- WHAT YOU SHOULD DO
In the excerpt on Operation Vigilant Guardian, which two reasons behind the deployment are given in parentheses?

- EXCERPT
┄┄┄┄┄┄┄┄┄┄
III. Operation Vigilant Guardian in practice: legal issues and control mechanisms

This part will focus on how OVG has been put into practice and how well the operation corresponds to the legal exigencies described above. It will discuss the more practical legal conditions of the deployment and its subsidiarity and proportionality. To check whether OVG respects these conditions, one must take a close look at the reasons behind the deployment (i.e. the terror threat and the state of the police services), the tasks the military executes during the operation and the legal competences of the soldiers patrolling the streets.
┄┄┄┄┄┄┄┄┄┄
- SUPPLIED MATERIAL
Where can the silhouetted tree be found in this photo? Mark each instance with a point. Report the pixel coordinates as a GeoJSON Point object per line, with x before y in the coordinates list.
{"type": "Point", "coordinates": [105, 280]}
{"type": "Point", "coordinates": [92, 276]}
┄┄┄┄┄┄┄┄┄┄
- FULL SOLUTION
The terror threat and the state of the police services.